* **Quoted passage**:

This brings us down to the school of Alexandria. Alexander had founded near the Canopic mouth of the Nile a city which was destined long to perpetuate his name and glory. The glory was to come not so much from its commercial importance, though it rose to be the chief commercial city of the world, as from its intellectual supremacy. It was the ambition of the Ptolemies to make their capital the intellectual center of the world, and in this they were successful. The Attic and Ionian scholars gave place to the Alexandrian, not only in the department of letters, but also in the domain of science. One of the librarians of the great Alexandrian Library was Eratosthenes (b. c. 270), who may justly be called the Father of Geography. His work is in great part preserved to us in the pages of Strabo and Pliny. Having under his eye everything that had ever been written upon the subject, he first combined the whole into a complete system, which can to-day be restored. The map of the world which he prepared, if less perfect in some respects than Ptolemy's, was in other respects far more perfect; indeed, was the most correct which the world was to see down to the sixteenth century a. d. Besides other and doubtless very important data, of which we have no information, Eratosthenes must have had a record of an expedition undertaken in the fifth century b. c. by Hanno, under the direction of the Carthaginian Senate, in which he sailed down the west coast of Africa as far as to the Gulf of Benin; as well as an account of the observations made by the followers of Alexander during his march through Asia, and by his naval commander Nearchus, who conducted the fleet from the mouths of the Indus along the coast to the Euphrates.

* **Supplied material**:
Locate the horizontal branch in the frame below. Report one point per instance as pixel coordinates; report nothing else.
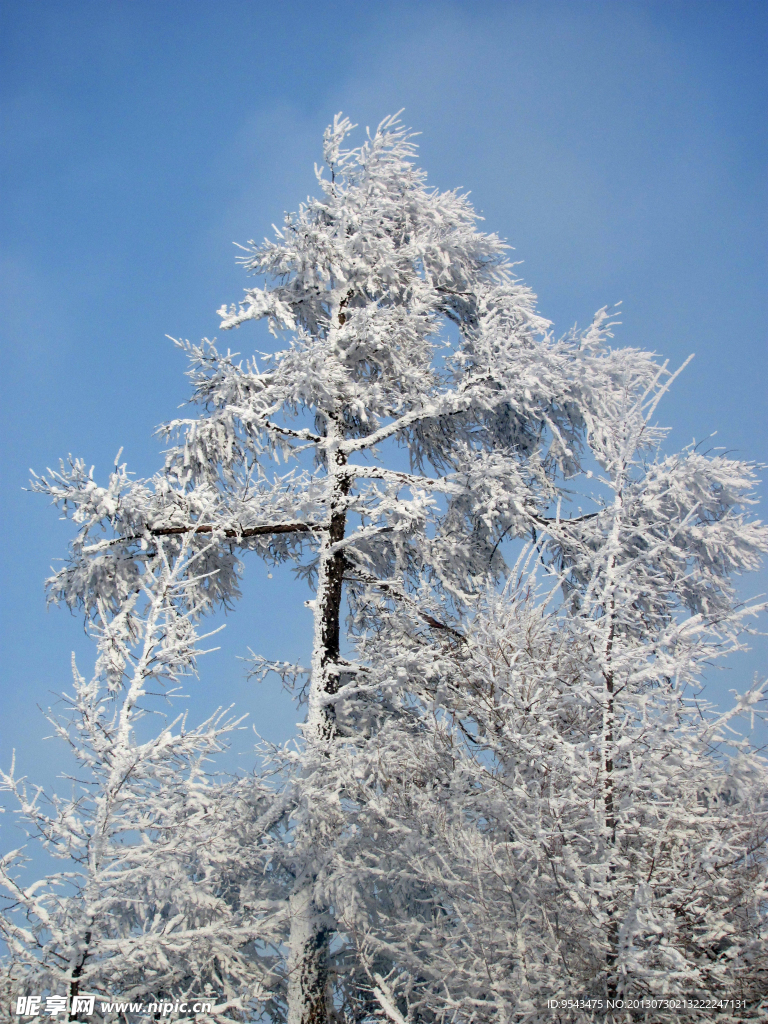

* **Exercise goal**:
Answer these questions using the passage on the school of Alexandria.
(a) Near which mouth of the Nile did Alexander found his city?
(b) In whose pages is the work of Eratosthenes largely preserved?
(c) How far down the west coast of Africa did Hanno sail?

* **Answer for the task**:
(a) The Canopic mouth.
(b) Strabo and Pliny.
(c) As far as the Gulf of Benin.